SUPPLIED INFORMATION:
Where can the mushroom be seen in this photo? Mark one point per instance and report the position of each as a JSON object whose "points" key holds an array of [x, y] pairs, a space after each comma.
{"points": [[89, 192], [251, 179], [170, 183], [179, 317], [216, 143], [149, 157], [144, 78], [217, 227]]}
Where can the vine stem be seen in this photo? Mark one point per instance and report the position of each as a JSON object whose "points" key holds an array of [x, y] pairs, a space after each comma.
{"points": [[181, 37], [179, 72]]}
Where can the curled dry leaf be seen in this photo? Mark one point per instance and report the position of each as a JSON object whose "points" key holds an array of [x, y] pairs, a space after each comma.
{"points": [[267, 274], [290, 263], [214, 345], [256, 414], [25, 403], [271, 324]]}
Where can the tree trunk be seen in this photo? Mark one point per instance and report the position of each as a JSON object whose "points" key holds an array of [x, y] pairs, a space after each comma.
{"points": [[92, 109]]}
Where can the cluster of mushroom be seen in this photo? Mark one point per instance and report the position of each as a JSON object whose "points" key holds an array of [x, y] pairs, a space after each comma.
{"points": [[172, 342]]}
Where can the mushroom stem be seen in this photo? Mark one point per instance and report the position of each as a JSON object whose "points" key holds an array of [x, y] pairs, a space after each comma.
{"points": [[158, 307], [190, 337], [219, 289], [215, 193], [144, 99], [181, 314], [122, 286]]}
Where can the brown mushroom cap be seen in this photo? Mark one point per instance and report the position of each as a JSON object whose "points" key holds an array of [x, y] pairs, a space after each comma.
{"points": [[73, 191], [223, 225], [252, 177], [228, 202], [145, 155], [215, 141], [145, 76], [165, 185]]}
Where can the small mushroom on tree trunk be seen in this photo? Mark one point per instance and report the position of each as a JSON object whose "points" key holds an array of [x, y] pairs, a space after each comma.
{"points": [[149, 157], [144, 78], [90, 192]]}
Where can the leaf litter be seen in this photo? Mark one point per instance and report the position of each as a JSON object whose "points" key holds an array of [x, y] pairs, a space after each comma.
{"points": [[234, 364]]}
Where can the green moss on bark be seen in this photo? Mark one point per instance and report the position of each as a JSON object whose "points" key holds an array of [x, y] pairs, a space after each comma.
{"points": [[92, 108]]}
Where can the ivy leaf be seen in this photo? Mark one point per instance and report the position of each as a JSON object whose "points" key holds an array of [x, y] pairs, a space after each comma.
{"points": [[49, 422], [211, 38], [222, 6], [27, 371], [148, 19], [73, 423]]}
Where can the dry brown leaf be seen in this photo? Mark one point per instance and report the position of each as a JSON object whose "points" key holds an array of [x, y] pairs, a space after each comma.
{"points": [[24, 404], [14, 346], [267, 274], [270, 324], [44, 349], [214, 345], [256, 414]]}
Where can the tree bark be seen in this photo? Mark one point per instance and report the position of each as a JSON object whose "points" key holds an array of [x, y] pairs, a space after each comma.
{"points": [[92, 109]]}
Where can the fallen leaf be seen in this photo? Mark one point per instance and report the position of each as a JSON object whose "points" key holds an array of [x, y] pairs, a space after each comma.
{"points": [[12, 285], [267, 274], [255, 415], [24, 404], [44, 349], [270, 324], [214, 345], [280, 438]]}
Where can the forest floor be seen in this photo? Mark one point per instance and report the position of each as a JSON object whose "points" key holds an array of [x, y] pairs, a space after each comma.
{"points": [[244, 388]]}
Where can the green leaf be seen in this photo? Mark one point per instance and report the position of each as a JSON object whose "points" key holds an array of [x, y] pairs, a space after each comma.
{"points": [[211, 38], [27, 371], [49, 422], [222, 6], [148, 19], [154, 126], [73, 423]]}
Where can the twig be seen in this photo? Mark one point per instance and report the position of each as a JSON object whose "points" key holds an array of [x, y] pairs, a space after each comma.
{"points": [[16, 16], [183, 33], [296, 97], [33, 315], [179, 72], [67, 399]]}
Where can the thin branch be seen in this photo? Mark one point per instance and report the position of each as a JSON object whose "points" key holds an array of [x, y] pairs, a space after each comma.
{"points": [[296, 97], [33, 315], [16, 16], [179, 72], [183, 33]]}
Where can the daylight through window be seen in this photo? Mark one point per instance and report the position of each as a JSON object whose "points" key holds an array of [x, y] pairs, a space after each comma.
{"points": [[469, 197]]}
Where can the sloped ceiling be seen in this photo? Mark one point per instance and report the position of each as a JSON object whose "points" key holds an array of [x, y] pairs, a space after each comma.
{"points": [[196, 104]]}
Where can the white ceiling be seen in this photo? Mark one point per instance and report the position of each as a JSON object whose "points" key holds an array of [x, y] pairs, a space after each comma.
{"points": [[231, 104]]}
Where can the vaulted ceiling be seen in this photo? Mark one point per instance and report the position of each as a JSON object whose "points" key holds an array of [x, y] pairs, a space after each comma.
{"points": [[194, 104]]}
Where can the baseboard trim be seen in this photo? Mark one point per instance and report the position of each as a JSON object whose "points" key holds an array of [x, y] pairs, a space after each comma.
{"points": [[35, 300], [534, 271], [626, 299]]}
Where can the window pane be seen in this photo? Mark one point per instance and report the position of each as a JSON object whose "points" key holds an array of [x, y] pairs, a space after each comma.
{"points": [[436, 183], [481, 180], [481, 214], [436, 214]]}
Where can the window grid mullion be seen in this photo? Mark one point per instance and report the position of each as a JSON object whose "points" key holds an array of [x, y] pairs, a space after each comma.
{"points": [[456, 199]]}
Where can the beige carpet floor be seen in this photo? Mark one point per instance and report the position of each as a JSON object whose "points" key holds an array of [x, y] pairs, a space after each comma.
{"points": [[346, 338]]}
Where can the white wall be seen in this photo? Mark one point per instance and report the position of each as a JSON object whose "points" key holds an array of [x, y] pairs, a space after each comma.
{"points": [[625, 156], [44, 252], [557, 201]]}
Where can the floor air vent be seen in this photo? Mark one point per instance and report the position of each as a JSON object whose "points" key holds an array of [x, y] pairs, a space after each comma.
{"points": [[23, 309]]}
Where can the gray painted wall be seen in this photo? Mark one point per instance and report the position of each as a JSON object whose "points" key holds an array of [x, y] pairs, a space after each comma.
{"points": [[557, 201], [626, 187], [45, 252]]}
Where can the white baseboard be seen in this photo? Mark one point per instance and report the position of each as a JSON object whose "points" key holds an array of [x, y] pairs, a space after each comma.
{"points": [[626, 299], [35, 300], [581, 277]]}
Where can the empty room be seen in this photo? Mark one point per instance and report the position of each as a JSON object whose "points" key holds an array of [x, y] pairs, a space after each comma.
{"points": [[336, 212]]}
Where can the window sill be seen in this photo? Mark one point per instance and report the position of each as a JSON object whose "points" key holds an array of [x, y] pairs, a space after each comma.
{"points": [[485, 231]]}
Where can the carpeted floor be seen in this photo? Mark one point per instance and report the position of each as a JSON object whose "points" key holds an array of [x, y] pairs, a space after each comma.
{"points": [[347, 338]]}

YOUR GOAL:
The required output is the exact sequence of lines from the one containing "Where can the floor" through the end of the listing, both endpoints included.

SOLUTION:
Where can the floor air vent be seen in this photo? Mark one point per instance and report the position of each as a JSON object whose "points" key holds an array of [x, y] pairs, a space after each comma.
{"points": [[23, 309]]}
Where can the gray painted wall be seen in this photo? Mark one point per instance and report the position of each as a JSON object whose "points" key holds an array of [x, y] pairs, a space after each comma.
{"points": [[557, 201], [626, 187], [45, 252]]}
Where can the white baseboard be seen in this photo? Mark one point per instance and report the position of each as a JSON object whose "points" key holds an array of [x, y] pairs, a space after each comma.
{"points": [[626, 299], [35, 300], [581, 277]]}
Where can the empty room be seen in this photo? Mark one point per instance and report the position of each as a JSON object whose "points" key holds an array of [x, y] pairs, a space after each comma.
{"points": [[336, 212]]}
Where can the window sill be seen in this photo? Mark one point per instance and report the position of each as a JSON object whose "points" key holds an array of [x, y] pairs, a space after each comma.
{"points": [[485, 231]]}
Where can the carpeted floor be seen in this photo? Mark one point per instance and report the position of each as a JSON object whose "points" key holds an array of [x, y] pairs, a space after each comma.
{"points": [[347, 338]]}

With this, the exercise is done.